▸ **What to produce**
Your answer must be the line holding "of the headphone" followed by every later line through the end of the entries, exactly as written.

▸ **Extracted records**
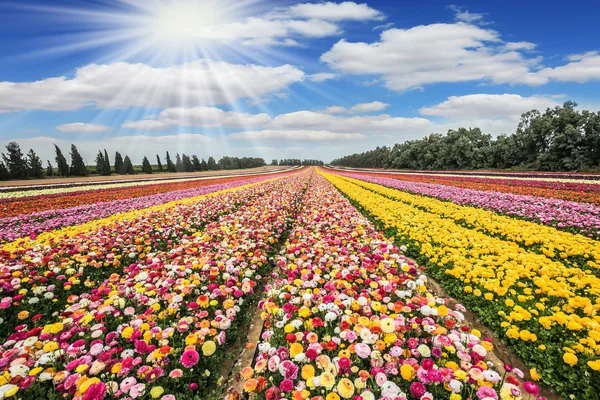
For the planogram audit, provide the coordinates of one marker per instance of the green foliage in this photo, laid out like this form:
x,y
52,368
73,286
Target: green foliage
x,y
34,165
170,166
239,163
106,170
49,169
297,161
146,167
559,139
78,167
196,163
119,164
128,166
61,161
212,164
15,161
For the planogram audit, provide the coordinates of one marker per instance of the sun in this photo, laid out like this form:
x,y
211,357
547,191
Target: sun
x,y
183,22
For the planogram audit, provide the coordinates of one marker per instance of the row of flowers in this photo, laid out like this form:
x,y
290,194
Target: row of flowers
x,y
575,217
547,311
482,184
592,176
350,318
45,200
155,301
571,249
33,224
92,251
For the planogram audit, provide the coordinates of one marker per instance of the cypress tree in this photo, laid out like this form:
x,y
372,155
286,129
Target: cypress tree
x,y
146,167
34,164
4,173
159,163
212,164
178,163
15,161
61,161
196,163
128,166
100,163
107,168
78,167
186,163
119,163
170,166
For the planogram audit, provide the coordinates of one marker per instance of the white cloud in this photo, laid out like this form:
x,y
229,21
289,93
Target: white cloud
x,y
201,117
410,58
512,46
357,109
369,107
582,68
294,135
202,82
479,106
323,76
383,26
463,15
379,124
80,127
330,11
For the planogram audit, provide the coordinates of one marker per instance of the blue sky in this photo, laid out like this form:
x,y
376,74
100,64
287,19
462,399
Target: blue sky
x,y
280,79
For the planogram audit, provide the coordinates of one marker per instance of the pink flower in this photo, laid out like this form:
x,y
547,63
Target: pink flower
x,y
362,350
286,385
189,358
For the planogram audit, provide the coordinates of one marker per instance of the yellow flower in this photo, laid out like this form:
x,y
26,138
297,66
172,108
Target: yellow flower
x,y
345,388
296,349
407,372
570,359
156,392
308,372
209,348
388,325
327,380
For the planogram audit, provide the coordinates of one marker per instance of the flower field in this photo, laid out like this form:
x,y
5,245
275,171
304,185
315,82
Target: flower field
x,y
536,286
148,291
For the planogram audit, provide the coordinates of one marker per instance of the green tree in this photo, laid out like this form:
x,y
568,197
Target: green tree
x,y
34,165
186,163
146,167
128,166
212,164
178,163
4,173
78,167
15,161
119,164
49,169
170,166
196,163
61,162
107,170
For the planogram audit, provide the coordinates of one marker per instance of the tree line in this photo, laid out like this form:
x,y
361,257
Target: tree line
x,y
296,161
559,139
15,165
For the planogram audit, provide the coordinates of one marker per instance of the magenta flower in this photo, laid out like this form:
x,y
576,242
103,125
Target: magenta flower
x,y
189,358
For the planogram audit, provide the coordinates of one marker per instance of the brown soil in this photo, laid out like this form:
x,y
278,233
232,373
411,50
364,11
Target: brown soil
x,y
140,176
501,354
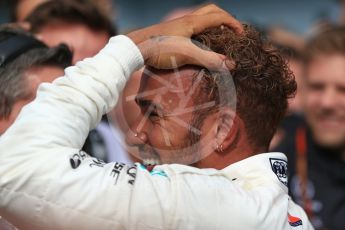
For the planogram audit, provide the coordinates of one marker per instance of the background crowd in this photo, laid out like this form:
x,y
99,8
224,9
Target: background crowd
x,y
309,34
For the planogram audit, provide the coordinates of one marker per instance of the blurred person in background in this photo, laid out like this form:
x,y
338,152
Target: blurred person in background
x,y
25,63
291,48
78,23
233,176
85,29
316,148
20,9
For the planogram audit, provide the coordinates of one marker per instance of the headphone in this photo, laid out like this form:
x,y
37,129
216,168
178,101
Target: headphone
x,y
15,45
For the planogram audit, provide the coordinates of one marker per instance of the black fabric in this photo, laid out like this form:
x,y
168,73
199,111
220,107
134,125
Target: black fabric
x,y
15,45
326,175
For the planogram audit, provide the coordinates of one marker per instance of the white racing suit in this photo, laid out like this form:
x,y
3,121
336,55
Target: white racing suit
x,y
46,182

▸ **Response below**
For the planogram audit, provide the coordinates of one marker per instance of the headphone in this photo, laid out like this form:
x,y
37,129
216,168
178,101
Target: headphone
x,y
15,45
For the planogram audit, provide the coordinates of one marker per instance of the black fabric in this photo, laid out like this form:
x,y
168,73
199,111
220,107
134,125
Target: black fabric
x,y
15,45
326,175
For the planogram audit, provide the coordinates of one marker per instance of the white racing suit in this photo, laid out like this form:
x,y
3,121
336,55
Target: white racing suit
x,y
46,182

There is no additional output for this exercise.